▶ [Exercise] Would you please retype the records that follow, word for word?

▶ [Records for the task]

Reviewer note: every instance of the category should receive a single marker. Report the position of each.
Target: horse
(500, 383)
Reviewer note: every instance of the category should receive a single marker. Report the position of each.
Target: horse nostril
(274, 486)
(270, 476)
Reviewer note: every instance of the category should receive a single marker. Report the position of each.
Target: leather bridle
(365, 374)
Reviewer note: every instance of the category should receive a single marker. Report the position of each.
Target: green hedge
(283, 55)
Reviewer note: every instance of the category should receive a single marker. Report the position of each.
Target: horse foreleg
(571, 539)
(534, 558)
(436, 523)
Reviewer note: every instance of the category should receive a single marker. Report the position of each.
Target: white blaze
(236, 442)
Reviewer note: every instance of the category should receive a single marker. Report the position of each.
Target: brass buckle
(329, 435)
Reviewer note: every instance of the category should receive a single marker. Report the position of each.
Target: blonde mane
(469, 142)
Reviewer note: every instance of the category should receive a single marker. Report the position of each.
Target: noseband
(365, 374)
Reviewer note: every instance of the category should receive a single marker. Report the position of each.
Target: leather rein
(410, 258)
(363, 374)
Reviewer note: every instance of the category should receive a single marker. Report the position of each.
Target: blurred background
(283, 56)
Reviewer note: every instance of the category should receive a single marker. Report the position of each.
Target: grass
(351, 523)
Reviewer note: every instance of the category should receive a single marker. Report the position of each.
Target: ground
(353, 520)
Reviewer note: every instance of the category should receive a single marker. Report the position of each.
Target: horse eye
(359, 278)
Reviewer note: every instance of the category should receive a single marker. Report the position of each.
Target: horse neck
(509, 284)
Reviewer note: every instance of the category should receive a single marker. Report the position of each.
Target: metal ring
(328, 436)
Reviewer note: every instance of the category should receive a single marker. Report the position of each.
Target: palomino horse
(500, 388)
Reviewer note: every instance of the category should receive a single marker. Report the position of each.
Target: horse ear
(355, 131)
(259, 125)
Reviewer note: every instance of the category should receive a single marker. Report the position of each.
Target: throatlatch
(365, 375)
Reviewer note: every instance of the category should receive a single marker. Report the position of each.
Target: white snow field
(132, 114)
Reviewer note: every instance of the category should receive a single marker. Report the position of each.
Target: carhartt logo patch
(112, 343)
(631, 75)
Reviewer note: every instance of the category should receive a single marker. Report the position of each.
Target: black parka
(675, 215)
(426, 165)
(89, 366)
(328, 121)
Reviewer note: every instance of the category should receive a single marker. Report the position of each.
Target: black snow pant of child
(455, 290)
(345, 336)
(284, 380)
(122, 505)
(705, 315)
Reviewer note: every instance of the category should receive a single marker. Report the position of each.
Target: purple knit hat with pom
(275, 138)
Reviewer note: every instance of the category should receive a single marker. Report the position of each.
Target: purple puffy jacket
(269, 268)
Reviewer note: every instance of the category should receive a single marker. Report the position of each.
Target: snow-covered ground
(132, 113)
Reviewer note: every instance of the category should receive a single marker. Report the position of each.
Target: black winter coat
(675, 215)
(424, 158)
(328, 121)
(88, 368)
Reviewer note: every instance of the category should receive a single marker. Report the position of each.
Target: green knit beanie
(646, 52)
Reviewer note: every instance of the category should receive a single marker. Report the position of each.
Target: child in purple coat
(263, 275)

▶ [Written response]
Reviewer note: every instance of the category should receive a single marker. Report the position of each.
Target: horse
(500, 383)
Reviewer note: every instance of the category should receive a single marker. Report the position of each.
Target: horse nostril
(274, 486)
(270, 476)
Reviewer note: every instance of the category should receive a single marker. Report the position of each.
Target: leather bridle
(365, 374)
Reviewer note: every instance of the category should receive a single marker. Report the position of each.
Target: green hedge
(283, 55)
Reviewer note: every instance of the category should receive a single marker. Report the position of each.
Target: horse foreleg
(571, 539)
(534, 558)
(436, 523)
Reviewer note: every instance of the category should receive a single marker. Report the position of each.
Target: white blaze
(236, 442)
Reviewer note: every instance of the category should receive a single marker. Report the position of each.
Target: brass buckle
(329, 435)
Reviewer note: every instance of the category should receive a single marker. Report the position of each.
Target: blonde mane
(469, 142)
Reviewer note: every instance of the category should receive a single marker. Report the position of each.
Target: noseband
(365, 374)
Reviewer note: every instance of the category should receive a single marker. Report the position of each.
Target: leather rein
(410, 258)
(363, 374)
Reviewer note: every instance of the category should receive a single marker. Report the position of each.
Target: blurred background
(283, 56)
Reviewer note: every instance of the category should receive a single marker. Report the position of each.
Target: grass
(351, 523)
Reviewer note: every instance of the category should receive a single marker. Report the position of each.
Target: ground
(353, 520)
Reviewer note: every instance of the category should receive a single marker. Report the position of each.
Target: horse eye
(359, 278)
Reviewer note: every instance of the category should receive a single marker. Report the position of each.
Target: horse neck
(509, 284)
Reviewer note: every instance of the category should receive a single marker. Report the position of each.
Target: metal ring
(328, 436)
Reviewer note: every instance of the category should receive a single marker. Report the position of each.
Target: palomino horse
(500, 388)
Reviewer note: every instance of the category should receive a single marker. Report the position of each.
Target: horse ear
(355, 131)
(259, 125)
Reviewer note: every instance of the category should receive a single marker. Report the position of each.
Target: throatlatch
(365, 375)
Reviewer note: every instance of the category should receive a single marker. Report the position of each.
Target: white snow field
(132, 114)
Reviewer note: every instance of the category should receive a single marker. Report the position of each.
Target: carhartt logo patch
(112, 343)
(631, 75)
Reviewer note: every instance of the category should receive a single marker. Report the position of each.
Target: black parka
(675, 215)
(426, 165)
(89, 366)
(328, 121)
Reviewer note: every instance of the category should receive a single marker. Report the position of each.
Target: black snow pant of child
(455, 290)
(345, 336)
(284, 380)
(122, 505)
(705, 315)
Reviewer note: every instance of the category should receive a single marker. Report the position of each.
Target: purple knit hat with pom
(275, 138)
Reviewer note: every instance of the category should receive a single marker. Report the position of each.
Target: purple puffy jacket
(269, 268)
Reviewer note: every instance of the category should receive a single marker. Report the position of each.
Target: snow-covered ground
(132, 113)
Reviewer note: every instance of the category should receive a single marker. Report the position of each.
Target: black winter coat
(675, 215)
(424, 158)
(328, 121)
(88, 368)
Reviewer note: every instance of the category should receive a single marker. Report the position of each.
Target: green knit beanie
(646, 52)
Reviewer note: every instance of the category should receive a single marker. Report the position of each.
Target: child in purple coat
(263, 275)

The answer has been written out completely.